(SELECTED EXCERPT begins)
The plan will then be converted into federal legislation in the form of the Pediatric Acquired Brain Injury Act of 2009 and presented to Congress. The Project’s goal is to have it passed and signed by Sarah Jane’s fourth birthday on June 5, 2009.

The Sarah Jane Brain Project is the creation of Donohue, whose three-year-old daughter, Sarah Jane, was violently shaken by her baby nurse when she was five days old. The result was a massive brain injury leaving Sarah Jane now unable to walk, talk, crawl or even sit up on her own.

After researching traumatic brain injury, Patrick Donohue discovered there was little known about the human brain and its potential for recovery, particularly in children. That was the beginning of creating the Sarah Jane Brain Project and the resulting PABI Plan.

Donohue believes the plan will help many Americans, some of whom do not realize they need help at this point.

“According to Center for Disease Control statistics, two of every 100 adults are living with some form of traumatic brain injury, which may or may not have ever been diagnosed,” Donohue said. “Many of these injuries may have been sustained as children due to seemingly mild head trauma for which medical care was never sought.
(SELECTED EXCERPT ends)
WHAT YOU WILL DO
(1) Reproduce the part of the Sarah Jane Brain Project passage between "The plan will then" and "resulting PABI Plan.", inclusive.
(2) Resume the Sarah Jane Brain Project passage, picking up right after its final sentence.
(AVAILABLE DATA begins)
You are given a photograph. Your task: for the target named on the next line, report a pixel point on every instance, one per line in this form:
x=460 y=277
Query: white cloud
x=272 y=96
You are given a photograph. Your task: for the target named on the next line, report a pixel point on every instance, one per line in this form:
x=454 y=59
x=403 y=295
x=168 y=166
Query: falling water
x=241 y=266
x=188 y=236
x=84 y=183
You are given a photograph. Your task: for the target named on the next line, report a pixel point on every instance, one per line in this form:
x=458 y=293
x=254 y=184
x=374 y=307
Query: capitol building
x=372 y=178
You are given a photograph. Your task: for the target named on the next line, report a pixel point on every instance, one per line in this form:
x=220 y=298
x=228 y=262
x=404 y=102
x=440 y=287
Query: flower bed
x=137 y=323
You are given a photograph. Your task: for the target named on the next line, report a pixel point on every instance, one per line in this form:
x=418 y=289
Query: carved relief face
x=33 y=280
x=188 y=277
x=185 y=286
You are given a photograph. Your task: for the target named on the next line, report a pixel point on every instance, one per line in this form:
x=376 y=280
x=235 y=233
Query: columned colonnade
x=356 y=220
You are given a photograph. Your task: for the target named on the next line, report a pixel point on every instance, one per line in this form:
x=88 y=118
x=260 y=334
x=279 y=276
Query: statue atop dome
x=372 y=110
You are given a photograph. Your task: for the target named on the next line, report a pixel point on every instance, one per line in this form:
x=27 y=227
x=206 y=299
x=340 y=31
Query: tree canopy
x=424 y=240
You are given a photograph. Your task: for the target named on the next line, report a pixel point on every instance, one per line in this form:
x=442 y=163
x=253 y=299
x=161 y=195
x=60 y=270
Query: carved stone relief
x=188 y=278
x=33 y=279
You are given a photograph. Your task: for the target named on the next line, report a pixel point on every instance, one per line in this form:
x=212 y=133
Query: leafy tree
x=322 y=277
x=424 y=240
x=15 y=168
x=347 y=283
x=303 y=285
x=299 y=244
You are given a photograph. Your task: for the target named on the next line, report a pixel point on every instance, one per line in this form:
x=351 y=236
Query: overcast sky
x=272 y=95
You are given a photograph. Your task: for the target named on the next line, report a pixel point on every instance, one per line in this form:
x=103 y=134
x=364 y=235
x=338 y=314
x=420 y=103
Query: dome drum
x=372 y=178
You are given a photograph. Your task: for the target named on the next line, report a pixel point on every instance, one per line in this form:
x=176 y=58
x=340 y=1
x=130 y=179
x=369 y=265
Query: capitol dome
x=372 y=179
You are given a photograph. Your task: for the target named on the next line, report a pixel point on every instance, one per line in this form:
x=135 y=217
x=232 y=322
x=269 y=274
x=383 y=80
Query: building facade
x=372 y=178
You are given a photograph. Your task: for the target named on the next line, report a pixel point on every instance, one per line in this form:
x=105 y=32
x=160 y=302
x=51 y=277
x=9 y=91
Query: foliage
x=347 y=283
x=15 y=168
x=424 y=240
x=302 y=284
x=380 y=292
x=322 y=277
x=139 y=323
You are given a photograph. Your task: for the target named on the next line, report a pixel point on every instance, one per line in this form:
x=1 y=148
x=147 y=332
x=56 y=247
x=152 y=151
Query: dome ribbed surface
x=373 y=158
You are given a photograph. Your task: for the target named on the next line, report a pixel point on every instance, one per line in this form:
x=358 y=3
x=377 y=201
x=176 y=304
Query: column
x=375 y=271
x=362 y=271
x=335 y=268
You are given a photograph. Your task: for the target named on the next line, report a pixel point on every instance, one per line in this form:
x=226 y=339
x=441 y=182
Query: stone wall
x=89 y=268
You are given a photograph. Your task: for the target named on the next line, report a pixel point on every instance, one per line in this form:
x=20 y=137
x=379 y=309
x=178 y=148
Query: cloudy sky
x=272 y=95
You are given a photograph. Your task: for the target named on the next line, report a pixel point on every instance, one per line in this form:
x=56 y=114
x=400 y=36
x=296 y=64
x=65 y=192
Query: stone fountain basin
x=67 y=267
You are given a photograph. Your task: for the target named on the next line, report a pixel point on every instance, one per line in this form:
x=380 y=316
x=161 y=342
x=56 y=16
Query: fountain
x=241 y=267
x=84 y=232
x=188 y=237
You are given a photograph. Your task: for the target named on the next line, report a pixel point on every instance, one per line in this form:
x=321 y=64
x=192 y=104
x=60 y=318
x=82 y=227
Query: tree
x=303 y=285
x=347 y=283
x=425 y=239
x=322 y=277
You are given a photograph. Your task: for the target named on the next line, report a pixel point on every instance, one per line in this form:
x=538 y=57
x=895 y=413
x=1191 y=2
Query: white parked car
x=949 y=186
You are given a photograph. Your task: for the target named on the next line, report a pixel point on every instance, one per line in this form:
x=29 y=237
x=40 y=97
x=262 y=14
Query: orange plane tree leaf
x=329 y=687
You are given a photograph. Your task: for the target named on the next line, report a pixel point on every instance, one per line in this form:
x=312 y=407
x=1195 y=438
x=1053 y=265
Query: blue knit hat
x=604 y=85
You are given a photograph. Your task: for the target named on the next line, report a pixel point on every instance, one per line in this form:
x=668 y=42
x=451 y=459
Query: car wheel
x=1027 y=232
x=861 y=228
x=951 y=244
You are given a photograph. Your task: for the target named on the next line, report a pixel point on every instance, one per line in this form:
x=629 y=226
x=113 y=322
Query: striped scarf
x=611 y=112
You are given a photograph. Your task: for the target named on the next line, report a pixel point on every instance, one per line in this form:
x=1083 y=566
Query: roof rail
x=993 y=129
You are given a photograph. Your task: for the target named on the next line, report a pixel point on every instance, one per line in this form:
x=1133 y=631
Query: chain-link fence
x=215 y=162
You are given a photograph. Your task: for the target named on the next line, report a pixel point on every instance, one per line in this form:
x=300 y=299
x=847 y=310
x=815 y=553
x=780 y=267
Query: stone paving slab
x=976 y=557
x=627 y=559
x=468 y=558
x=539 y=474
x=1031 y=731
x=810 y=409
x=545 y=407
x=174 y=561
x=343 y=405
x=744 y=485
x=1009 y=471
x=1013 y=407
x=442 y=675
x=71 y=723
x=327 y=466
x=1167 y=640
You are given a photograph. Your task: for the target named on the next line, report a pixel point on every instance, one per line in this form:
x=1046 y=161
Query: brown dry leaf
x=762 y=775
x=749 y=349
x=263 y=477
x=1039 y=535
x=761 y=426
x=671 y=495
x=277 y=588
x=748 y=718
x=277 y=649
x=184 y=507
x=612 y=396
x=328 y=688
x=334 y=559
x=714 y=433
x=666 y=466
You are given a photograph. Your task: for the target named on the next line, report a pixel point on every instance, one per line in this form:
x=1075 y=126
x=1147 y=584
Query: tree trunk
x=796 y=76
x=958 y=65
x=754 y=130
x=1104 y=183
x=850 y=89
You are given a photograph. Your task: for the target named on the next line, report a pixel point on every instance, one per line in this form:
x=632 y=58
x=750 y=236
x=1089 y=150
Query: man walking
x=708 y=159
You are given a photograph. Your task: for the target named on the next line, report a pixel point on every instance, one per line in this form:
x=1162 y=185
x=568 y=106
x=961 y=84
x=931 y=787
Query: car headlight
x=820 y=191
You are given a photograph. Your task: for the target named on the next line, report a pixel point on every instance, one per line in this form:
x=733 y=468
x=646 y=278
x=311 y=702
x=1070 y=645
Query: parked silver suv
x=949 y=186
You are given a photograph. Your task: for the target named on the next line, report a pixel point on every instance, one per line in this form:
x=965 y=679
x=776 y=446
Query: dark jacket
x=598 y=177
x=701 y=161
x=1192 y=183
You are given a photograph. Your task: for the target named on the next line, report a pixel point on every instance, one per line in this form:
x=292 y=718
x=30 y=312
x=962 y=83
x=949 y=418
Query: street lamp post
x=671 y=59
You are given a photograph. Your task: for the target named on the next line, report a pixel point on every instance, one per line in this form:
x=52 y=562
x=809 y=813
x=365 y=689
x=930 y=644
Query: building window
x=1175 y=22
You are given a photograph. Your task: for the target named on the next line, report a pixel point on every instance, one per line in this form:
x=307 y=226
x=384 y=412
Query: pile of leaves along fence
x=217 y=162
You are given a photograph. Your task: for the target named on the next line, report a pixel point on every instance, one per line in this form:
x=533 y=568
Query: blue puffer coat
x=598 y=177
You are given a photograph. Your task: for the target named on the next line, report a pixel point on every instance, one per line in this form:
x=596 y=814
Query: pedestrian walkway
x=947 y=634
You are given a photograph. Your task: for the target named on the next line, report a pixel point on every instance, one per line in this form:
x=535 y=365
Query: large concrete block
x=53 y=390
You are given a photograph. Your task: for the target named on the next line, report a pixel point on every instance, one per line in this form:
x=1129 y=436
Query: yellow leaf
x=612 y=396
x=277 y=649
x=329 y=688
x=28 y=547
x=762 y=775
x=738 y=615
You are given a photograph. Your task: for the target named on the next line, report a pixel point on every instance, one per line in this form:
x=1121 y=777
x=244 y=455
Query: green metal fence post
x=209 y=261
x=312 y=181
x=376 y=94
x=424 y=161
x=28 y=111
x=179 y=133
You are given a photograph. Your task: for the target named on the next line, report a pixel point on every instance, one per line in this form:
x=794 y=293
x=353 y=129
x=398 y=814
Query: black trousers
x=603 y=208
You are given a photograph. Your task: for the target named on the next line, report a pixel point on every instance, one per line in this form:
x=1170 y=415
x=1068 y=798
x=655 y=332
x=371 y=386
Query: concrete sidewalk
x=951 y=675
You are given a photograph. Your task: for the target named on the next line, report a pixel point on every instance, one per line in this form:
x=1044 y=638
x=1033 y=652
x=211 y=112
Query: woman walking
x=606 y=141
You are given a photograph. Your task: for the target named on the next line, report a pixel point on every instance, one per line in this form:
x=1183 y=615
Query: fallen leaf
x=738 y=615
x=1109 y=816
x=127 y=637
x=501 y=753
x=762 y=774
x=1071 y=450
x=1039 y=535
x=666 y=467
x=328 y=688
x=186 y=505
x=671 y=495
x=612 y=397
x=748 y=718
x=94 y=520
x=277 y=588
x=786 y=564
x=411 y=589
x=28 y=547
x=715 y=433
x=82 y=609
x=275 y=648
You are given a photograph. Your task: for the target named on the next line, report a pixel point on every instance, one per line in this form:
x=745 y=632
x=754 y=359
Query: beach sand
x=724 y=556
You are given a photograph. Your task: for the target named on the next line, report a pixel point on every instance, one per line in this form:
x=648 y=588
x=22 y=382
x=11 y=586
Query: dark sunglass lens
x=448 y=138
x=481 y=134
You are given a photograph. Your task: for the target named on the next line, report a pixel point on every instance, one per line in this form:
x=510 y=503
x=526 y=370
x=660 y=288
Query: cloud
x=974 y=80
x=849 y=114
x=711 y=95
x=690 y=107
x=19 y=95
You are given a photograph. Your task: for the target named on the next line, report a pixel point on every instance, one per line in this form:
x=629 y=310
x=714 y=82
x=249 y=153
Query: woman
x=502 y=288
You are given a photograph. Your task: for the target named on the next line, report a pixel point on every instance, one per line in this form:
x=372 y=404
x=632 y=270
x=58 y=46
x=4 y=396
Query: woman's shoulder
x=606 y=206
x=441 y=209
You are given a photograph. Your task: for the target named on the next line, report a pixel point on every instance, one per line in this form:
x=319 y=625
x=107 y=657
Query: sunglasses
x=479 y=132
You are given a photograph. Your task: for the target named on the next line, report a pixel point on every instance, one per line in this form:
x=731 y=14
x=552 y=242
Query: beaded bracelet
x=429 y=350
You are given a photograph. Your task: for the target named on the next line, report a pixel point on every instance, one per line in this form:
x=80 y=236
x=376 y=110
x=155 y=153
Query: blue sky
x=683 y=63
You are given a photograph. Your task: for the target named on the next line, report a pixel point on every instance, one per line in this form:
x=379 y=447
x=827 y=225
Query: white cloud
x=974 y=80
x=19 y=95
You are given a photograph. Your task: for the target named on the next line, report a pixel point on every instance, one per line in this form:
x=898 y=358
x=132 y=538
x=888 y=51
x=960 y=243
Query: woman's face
(AVAILABLE DATA ends)
ANSWERS FOR THE EXERCISE
(1)
The plan will then be converted into federal legislation in the form of the Pediatric Acquired Brain Injury Act of 2009 and presented to Congress. The Project’s goal is to have it passed and signed by Sarah Jane’s fourth birthday on June 5, 2009.

The Sarah Jane Brain Project is the creation of Donohue, whose three-year-old daughter, Sarah Jane, was violently shaken by her baby nurse when she was five days old. The result was a massive brain injury leaving Sarah Jane now unable to walk, talk, crawl or even sit up on her own.

After researching traumatic brain injury, Patrick Donohue discovered there was little known about the human brain and its potential for recovery, particularly in children. That was the beginning of creating the Sarah Jane Brain Project and the resulting PABI Plan.

(2)
“The SJBP will enable parents, who suspect their child may have a brain injury or youth who themselves think they may have one, to request an evaluation to determine if a PABI is in fact the cause of whatever issues they are having,” he added.

Dickens said that help will be particularly valuable in the rural areas of the country, including the Roanoke-Chowan region of eastern North Carolina.

“The Sarah Jane Brain Project will benefit people in northeastern North Carolina and other rural areas perhaps more than anywhere else in the country,” she insisted. “It will force the same standard of care for children in rural America as what they would receive if they were in the best medical facility in the country.

“My move to New York City is a perfect example of what should not have to happen – in order to get better therapy services for my son that aren’t available in North Carolina; I had to move here,” Dickens added. “When the National PABI Plan is fully implemented across the country, people won’t have to pack up and move 500 miles away just to get help for their children – the Sarah Jane Brain Foundation will make sure of it.”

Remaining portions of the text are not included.